- The task -
Reproduce all of the material below verbatim, leaving out the pictures.

- Data supplied -
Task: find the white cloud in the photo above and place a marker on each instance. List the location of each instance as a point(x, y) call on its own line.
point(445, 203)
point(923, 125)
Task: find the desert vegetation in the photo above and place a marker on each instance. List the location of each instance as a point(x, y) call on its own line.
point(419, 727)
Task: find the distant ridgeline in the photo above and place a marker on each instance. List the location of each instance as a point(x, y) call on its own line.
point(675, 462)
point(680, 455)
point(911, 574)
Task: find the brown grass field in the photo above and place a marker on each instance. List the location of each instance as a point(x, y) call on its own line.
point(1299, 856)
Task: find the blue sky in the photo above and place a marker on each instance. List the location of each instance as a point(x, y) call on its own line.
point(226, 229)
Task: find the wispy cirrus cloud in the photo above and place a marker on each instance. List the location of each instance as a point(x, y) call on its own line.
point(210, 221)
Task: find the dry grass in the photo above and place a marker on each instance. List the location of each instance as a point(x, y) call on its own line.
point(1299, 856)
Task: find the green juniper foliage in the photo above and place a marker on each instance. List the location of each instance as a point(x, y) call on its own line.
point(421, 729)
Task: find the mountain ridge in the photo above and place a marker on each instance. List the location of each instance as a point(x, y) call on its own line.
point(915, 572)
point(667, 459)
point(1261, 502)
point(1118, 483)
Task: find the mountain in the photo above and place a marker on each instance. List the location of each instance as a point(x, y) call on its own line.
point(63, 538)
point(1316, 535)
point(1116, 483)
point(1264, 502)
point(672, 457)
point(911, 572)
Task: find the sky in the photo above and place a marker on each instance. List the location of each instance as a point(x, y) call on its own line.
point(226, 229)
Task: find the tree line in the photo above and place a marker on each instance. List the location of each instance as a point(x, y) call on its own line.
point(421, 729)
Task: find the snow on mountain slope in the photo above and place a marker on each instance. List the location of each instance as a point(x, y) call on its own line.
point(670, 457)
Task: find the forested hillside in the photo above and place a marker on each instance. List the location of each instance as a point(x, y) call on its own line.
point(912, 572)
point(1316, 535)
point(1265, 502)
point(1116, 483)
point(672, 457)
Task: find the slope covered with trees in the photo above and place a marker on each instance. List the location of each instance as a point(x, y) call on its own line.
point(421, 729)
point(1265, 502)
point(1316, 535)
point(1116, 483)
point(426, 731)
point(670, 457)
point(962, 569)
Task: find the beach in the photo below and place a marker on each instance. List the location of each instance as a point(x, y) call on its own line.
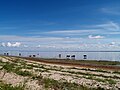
point(59, 74)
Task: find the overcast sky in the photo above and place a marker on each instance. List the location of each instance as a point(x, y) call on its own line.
point(60, 24)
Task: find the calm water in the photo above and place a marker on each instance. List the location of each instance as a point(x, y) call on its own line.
point(112, 56)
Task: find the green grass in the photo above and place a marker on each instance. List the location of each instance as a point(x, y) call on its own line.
point(4, 86)
point(24, 73)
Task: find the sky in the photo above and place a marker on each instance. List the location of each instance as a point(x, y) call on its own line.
point(60, 24)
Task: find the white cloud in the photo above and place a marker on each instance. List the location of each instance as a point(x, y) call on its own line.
point(3, 44)
point(109, 26)
point(113, 10)
point(95, 37)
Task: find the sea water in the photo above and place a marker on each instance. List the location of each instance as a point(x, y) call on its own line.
point(91, 55)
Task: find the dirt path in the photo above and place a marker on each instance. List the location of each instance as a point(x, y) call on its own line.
point(74, 64)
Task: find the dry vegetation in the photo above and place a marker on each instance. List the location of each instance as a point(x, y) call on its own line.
point(24, 74)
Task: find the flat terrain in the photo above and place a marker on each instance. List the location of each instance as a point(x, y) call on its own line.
point(53, 74)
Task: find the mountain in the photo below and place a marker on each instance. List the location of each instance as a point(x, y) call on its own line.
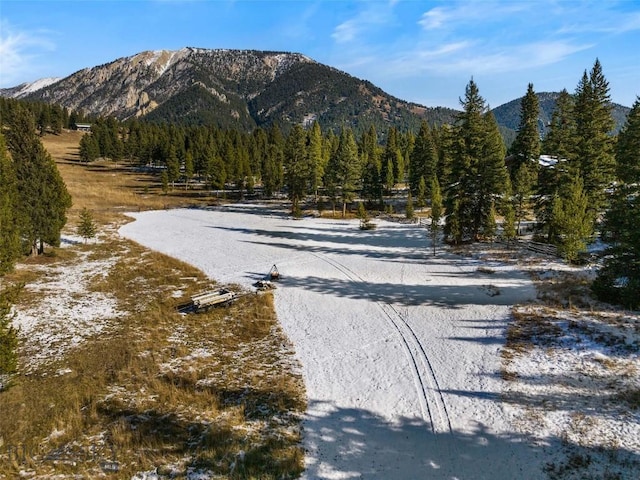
point(25, 89)
point(508, 114)
point(232, 88)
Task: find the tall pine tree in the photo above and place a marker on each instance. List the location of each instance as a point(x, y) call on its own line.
point(43, 199)
point(9, 221)
point(595, 146)
point(619, 279)
point(478, 171)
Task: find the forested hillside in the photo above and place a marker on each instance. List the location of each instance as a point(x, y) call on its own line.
point(508, 115)
point(240, 89)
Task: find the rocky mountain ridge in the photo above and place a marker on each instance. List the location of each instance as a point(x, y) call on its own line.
point(239, 88)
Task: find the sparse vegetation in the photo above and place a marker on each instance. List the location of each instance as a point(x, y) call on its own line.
point(217, 392)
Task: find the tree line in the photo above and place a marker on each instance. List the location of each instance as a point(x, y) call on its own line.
point(482, 186)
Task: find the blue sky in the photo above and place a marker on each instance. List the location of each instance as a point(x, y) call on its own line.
point(421, 51)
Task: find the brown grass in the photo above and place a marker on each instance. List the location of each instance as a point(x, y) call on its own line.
point(108, 188)
point(145, 396)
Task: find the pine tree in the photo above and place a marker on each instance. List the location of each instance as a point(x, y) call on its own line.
point(560, 143)
point(478, 171)
point(43, 199)
point(372, 186)
point(86, 226)
point(595, 148)
point(390, 159)
point(316, 159)
point(436, 211)
point(525, 152)
point(344, 168)
point(423, 160)
point(173, 166)
point(422, 193)
point(8, 339)
point(618, 280)
point(571, 222)
point(188, 168)
point(526, 146)
point(10, 238)
point(509, 231)
point(409, 210)
point(297, 168)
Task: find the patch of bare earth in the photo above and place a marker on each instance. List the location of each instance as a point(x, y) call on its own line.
point(573, 375)
point(113, 381)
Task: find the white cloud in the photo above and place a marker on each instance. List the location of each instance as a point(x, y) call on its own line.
point(372, 17)
point(19, 52)
point(466, 12)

- Exercise result -
Task: find the white cloud in the photo above and place a marker on each instance. List the location of each instance as a point(x, y) call on its own line.
point(445, 203)
point(923, 125)
Task: find the desert vegetation in the photo above and place a marker on each instance. List the location of each instance as a point(x, y) call on its own line.
point(419, 727)
Task: find the distant ridgeline in the photo above and place a marker on each instance. List the location of each instance as a point(x, y) call on its own line.
point(675, 462)
point(680, 455)
point(911, 574)
Task: find the brown grass field in the photo above and place a marker on each instance. List the location of each instance as a point(x, y) call on its own line.
point(1299, 856)
Task: find the blue sky in the photo above and place a marker on each instance. List the location of each instance as a point(x, y) call on its own line.
point(226, 229)
Task: find the wispy cirrus cloud in the photo above and place a marker on each instance. List the location of each instance as a point(x, y) call on its own line.
point(210, 221)
Task: find the dry grass in the photo above and place a marker on each instance. List the location of each instance as a point(x, y) call on its own line.
point(1299, 856)
Task: find the green juniper foliage in the photo above and place a marker on each instance. List the location of each instance as a point(x, y) call on its own line.
point(421, 729)
Task: find the mountain ridge in the photo above and place a marker on each instance. List the location of each instance as a point(x, y) call on its own line.
point(915, 572)
point(667, 459)
point(1261, 502)
point(1118, 483)
Task: find the mountain in the photo above and place a marker on each instance. List the location of each instance as a point(x, y) call on its own line.
point(63, 538)
point(1316, 535)
point(1116, 483)
point(1264, 502)
point(672, 457)
point(911, 572)
Task: find the sky in the photo above and place a marker on each instance. List the location of each instance as a point(x, y) call on its own line.
point(226, 229)
Task: find the tree line in the photo above and place a marker on each instance. List the location of each instance as a point(x, y) call on its own line.
point(421, 729)
Task: find the snow on mountain slope in the photo above and place a marker on each instance. List the location of each instance as a point(x, y) call on its own line.
point(670, 457)
Task: find the forested hillside in the photo above and place a marker on each instance. List the location of each instance as a point(x, y) call on its own line.
point(912, 572)
point(1316, 535)
point(1265, 502)
point(1116, 483)
point(672, 457)
Task: find the slope covered with trees in the photo above and place a marker on each instance. List the location of each instance as a point(x, y) call on its own line.
point(421, 729)
point(1265, 502)
point(1316, 535)
point(1116, 483)
point(426, 731)
point(670, 457)
point(962, 569)
Task: find the beach in the photo below and place a marker on each instance. List the location of each instance as a point(x, y) call on its own line.
point(59, 74)
Task: find the overcast sky in the photo above and place a marker on each instance. List the location of each instance as a point(x, y) call on its own line.
point(60, 24)
Task: find the calm water in the photo above and place a marker on each instance. List the location of each instance as a point(x, y) call on its own line.
point(112, 56)
Task: find the green grass in the photo above and place a marker on each instance. List the location of each instance as a point(x, y) call on its own line.
point(4, 86)
point(24, 73)
Task: find the sky in the photo above and place a marker on each instance. List the location of each instance as a point(x, y) call on its own line.
point(60, 24)
Task: find the white cloud in the photo above and place a marker on each instance. List the location of each instance as a point(x, y) call on its own line.
point(3, 44)
point(109, 26)
point(113, 10)
point(95, 37)
Task: find the sea water in the photo above and place a marker on each instance. List the location of each instance as a point(x, y) call on its own line.
point(91, 55)
Task: find the dirt path in the photo above and place a marker on each instance. List the location of each instance as a point(x, y) call on its own line.
point(74, 64)
Task: find the dry vegetation in the photo above and place a marker on each instance. List the location of each instance as a point(x, y) call on its own line.
point(24, 74)
Task: find the flat terrain in the photo above and place a marker on each instance. List the location of each instance as a point(x, y) call on its own line.
point(53, 74)
Task: find the mountain in the photo below and place a marker on each instance. List the location of each instance as a point(x, y) call on its own line.
point(25, 89)
point(508, 114)
point(232, 88)
Task: find the tall pine tree in the photo above and place a marker on each instance. List the location of each instance as a point(x, y) call on its own line.
point(43, 199)
point(9, 221)
point(595, 146)
point(619, 279)
point(478, 171)
Task: find the forested hillside in the photo above and place a marker on each instance. List the location of each instance as a point(x, y) call on its own line.
point(508, 115)
point(240, 89)
Task: find the rocky mountain ridge in the photo above and place a marker on each instance. List the location of each instance as a point(x, y) call on its own line.
point(239, 88)
Task: find the sparse vegetation in the photo above and place a marker on each instance. List the location of each instance as a point(x, y) call on its own line.
point(217, 392)
Task: find the tree line in the photo above and place a marker on each instance. List the location of each instance as a point(x, y) call on its own line.
point(482, 186)
Task: find the blue sky in the photo above and place a marker on each instance. List the location of each instance as a point(x, y) call on its own line.
point(421, 51)
Task: find the brown grass in the photo above and place a marker on each instance. List the location of each instance as a point(x, y) call on its own line.
point(108, 188)
point(145, 396)
Task: find the pine tree in the photo above and place a marker on each instance. List the location of each instance as a point(x, y) call on its own line.
point(560, 143)
point(478, 171)
point(43, 199)
point(372, 186)
point(86, 226)
point(595, 148)
point(390, 159)
point(316, 159)
point(436, 211)
point(525, 152)
point(344, 168)
point(423, 160)
point(173, 166)
point(422, 193)
point(8, 339)
point(618, 280)
point(571, 222)
point(188, 168)
point(526, 146)
point(10, 238)
point(509, 231)
point(409, 210)
point(297, 168)
Task: find the patch of bare earth in the photo above and place a marker on each instance. List the location of each instance as a point(x, y) call on its own line.
point(573, 375)
point(113, 381)
Task: find the white cloud in the photo above and place a marker on each instance. List the location of each instance as a point(x, y) call on its own line.
point(372, 17)
point(19, 52)
point(466, 12)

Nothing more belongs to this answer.